● **SET PROBLEM**
Retype the part of the incident status page that opens with the words containing "Logs pipeline components" and closes with "EDIT: Lag consumed.".

● **PASSAGE PROVIDED**
"""

Clever Cloud Status

Incidents

Full history of incidents.

Oldest first

May 2022

Fixed · Access Logs · Global

Metrics and access logs are currently having ingestion and query issues. We are working on it.

EDIT 12:11 UTC: Metrics and logs are now accessible again. Sorry for the inconvenience.

Fixed · Access Logs · Global

Metrics and access logs are currently having ingestion and query issues. We are working on it.

EDIT 10:56 UTC: Metrics and logs are now accessible again. Sorry for the inconvenience.

April 2022

Fixed · Services Logs · Global

Live logs are unavailable EDIT: an internal service was unreachable, Live Logs system is now fully operational

Fixed · MongoDB shared cluster · Global

A mongodb node was unreachable. This node is now fixed

Fixed · Access Logs · Global

Metrics and access logs are currently having ingestion and query issues. We are working on it.

EDIT: Ingestion fixed, query almost restored

Fixed · Services Logs · Global

Logs pipeline components lost their connection EDIT: Connection issue fixed, we are consuming logs queue lag. we lost almost30 min of logs. EDIT: Lag consumed.

"""

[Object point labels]

"""

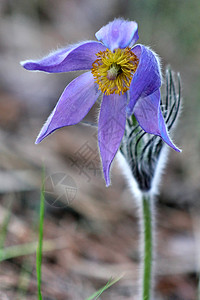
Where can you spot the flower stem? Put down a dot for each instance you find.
(147, 217)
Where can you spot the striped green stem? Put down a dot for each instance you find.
(147, 219)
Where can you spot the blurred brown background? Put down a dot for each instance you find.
(93, 229)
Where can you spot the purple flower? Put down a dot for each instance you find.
(129, 78)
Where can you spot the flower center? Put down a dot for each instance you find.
(113, 71)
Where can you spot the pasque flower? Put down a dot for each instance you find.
(129, 78)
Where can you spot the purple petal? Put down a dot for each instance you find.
(148, 114)
(118, 34)
(73, 58)
(112, 121)
(147, 78)
(74, 103)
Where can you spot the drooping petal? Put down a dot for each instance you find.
(118, 34)
(149, 116)
(74, 103)
(112, 121)
(73, 58)
(147, 78)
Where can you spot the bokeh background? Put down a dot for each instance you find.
(91, 232)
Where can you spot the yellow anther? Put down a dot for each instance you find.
(113, 71)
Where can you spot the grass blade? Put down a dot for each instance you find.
(96, 295)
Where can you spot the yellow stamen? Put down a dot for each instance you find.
(113, 71)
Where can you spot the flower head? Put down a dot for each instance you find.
(129, 78)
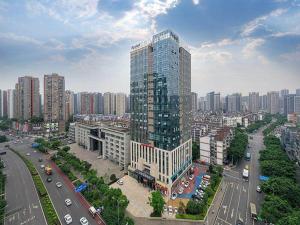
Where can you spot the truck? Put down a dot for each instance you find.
(48, 170)
(253, 211)
(246, 174)
(248, 156)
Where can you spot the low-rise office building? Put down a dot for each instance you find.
(214, 146)
(112, 141)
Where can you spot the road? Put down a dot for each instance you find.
(238, 193)
(23, 205)
(57, 195)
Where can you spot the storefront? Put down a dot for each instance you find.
(144, 178)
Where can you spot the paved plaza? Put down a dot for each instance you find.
(104, 167)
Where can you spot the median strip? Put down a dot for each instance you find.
(48, 208)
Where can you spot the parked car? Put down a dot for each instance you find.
(68, 202)
(84, 221)
(174, 196)
(68, 219)
(191, 177)
(120, 182)
(186, 184)
(258, 189)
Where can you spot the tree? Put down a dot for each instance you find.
(157, 202)
(181, 208)
(291, 219)
(113, 177)
(3, 138)
(274, 208)
(195, 151)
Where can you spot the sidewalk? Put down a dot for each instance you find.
(216, 204)
(82, 200)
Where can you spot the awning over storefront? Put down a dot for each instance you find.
(144, 175)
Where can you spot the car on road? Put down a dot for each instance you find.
(239, 222)
(258, 189)
(180, 191)
(68, 202)
(186, 184)
(174, 196)
(191, 177)
(84, 221)
(68, 218)
(120, 182)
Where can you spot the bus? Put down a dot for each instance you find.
(253, 211)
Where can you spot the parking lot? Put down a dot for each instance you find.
(138, 197)
(104, 167)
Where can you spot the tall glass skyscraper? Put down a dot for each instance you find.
(160, 102)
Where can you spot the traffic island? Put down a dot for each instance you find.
(48, 208)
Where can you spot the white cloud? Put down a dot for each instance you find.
(253, 25)
(19, 38)
(196, 2)
(250, 48)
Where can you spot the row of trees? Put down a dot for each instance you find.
(98, 193)
(282, 202)
(238, 146)
(3, 138)
(258, 124)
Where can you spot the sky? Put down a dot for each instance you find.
(235, 45)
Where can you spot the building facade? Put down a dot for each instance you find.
(273, 106)
(54, 100)
(253, 102)
(160, 98)
(27, 98)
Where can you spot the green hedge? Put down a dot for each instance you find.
(47, 206)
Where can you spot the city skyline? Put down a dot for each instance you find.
(261, 45)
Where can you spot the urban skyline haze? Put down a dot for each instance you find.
(88, 42)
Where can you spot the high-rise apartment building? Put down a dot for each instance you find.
(160, 98)
(253, 102)
(27, 98)
(109, 103)
(289, 104)
(54, 100)
(120, 103)
(69, 98)
(10, 103)
(297, 104)
(194, 97)
(273, 102)
(217, 102)
(233, 103)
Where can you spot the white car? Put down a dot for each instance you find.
(83, 221)
(191, 177)
(120, 182)
(174, 196)
(68, 219)
(180, 191)
(68, 202)
(58, 184)
(186, 184)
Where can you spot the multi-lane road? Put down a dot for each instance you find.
(238, 193)
(23, 206)
(57, 195)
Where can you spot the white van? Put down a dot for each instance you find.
(93, 211)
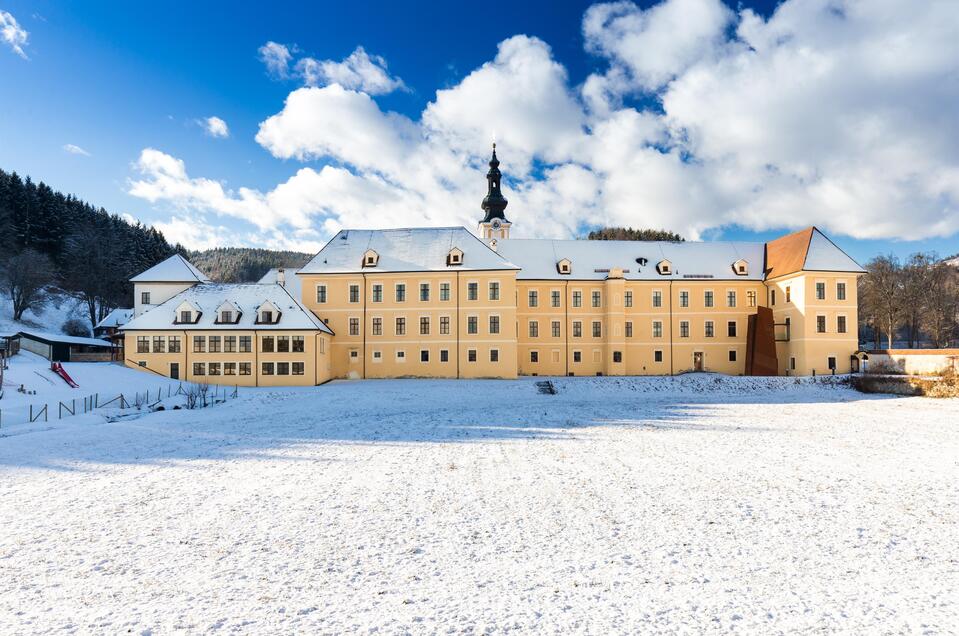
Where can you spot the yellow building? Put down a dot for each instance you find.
(246, 335)
(444, 302)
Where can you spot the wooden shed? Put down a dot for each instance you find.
(63, 348)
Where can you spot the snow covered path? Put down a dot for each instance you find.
(435, 506)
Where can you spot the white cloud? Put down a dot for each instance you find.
(334, 121)
(827, 113)
(13, 34)
(521, 99)
(277, 58)
(195, 233)
(75, 150)
(215, 127)
(656, 44)
(359, 71)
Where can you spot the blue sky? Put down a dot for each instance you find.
(116, 79)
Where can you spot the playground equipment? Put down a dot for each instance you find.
(57, 368)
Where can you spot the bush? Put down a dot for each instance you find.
(76, 327)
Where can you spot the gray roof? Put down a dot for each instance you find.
(63, 338)
(116, 318)
(824, 256)
(292, 282)
(404, 250)
(175, 269)
(592, 260)
(246, 297)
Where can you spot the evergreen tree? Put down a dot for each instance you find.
(629, 234)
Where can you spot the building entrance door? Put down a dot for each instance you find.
(698, 361)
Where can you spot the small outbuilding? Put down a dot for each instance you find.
(62, 348)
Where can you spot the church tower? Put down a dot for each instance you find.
(494, 225)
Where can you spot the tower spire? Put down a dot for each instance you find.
(494, 225)
(495, 203)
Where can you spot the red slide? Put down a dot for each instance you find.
(57, 368)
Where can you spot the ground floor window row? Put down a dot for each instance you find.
(246, 368)
(709, 329)
(426, 355)
(221, 344)
(617, 356)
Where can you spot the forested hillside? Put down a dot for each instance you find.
(244, 264)
(67, 243)
(629, 234)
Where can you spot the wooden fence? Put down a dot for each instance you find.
(138, 400)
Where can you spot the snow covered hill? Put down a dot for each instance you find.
(618, 505)
(51, 319)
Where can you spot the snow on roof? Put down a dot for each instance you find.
(247, 297)
(116, 318)
(806, 250)
(175, 269)
(63, 338)
(292, 282)
(405, 250)
(823, 255)
(592, 260)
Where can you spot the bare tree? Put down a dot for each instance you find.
(882, 294)
(916, 278)
(941, 316)
(25, 277)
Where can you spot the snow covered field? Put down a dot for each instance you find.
(616, 506)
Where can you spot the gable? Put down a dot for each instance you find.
(175, 269)
(806, 250)
(405, 250)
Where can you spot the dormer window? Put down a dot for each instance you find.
(228, 314)
(187, 313)
(267, 314)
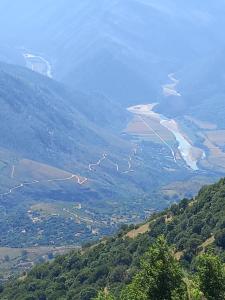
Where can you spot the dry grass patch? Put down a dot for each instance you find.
(140, 230)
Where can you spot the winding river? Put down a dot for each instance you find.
(186, 149)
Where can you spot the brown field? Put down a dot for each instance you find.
(186, 188)
(216, 158)
(138, 127)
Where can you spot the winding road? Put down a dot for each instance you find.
(22, 185)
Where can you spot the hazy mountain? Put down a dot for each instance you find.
(123, 49)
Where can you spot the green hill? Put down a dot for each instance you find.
(192, 227)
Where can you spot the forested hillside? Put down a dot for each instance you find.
(192, 227)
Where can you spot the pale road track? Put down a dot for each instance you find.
(79, 180)
(156, 133)
(90, 167)
(22, 185)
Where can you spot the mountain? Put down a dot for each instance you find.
(67, 162)
(193, 226)
(123, 50)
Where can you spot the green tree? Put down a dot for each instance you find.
(211, 276)
(104, 296)
(160, 277)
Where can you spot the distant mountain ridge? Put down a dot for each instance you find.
(121, 49)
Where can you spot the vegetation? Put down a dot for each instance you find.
(115, 263)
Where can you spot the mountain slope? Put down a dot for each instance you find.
(114, 261)
(113, 47)
(64, 161)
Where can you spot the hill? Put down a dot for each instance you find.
(66, 164)
(193, 226)
(113, 47)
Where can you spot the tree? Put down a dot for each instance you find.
(160, 277)
(220, 239)
(103, 295)
(211, 276)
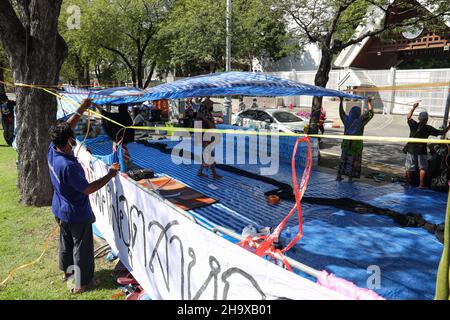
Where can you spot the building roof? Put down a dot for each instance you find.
(349, 54)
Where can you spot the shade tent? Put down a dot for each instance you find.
(238, 84)
(217, 84)
(71, 97)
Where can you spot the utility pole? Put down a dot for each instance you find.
(227, 104)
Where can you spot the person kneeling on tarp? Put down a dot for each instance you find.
(71, 205)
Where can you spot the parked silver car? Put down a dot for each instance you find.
(270, 119)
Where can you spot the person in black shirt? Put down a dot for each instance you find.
(7, 112)
(416, 155)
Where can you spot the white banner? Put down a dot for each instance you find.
(174, 258)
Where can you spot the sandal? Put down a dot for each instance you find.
(128, 279)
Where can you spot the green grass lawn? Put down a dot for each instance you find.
(23, 231)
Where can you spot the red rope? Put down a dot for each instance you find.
(263, 245)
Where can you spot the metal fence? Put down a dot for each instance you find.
(392, 100)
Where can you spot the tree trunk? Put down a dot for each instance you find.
(36, 52)
(140, 74)
(321, 80)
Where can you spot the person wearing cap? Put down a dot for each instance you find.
(7, 113)
(416, 153)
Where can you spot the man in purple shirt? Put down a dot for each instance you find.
(71, 205)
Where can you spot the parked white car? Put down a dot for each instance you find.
(270, 119)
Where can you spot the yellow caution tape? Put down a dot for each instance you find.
(248, 132)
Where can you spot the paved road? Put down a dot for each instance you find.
(379, 152)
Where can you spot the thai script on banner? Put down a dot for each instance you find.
(174, 258)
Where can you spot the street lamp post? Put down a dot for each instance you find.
(227, 104)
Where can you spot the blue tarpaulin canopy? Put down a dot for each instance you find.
(217, 84)
(238, 83)
(71, 97)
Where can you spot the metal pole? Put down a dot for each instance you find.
(228, 48)
(228, 103)
(447, 110)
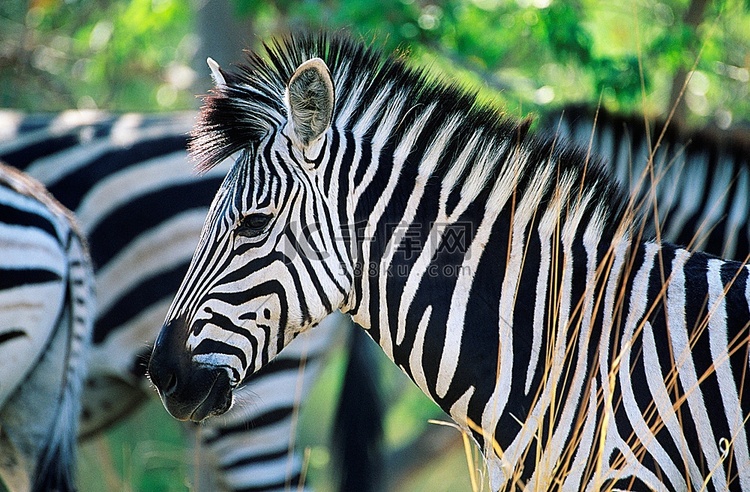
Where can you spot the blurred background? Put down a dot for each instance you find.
(532, 56)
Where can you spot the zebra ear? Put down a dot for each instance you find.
(309, 100)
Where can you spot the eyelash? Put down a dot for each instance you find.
(253, 225)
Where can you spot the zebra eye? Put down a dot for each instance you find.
(253, 225)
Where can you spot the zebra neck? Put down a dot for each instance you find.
(442, 245)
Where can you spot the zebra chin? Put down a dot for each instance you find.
(188, 391)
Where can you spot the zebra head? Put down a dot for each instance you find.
(268, 266)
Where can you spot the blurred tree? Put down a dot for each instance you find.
(532, 54)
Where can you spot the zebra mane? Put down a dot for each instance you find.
(250, 103)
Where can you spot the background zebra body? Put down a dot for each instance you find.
(141, 206)
(540, 334)
(46, 319)
(697, 182)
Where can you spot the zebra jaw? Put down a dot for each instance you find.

"""

● **THE REPLY**
Logs pipeline components lost their connection EDIT: Connection issue fixed, we are consuming logs queue lag. we lost almost30 min of logs. EDIT: Lag consumed.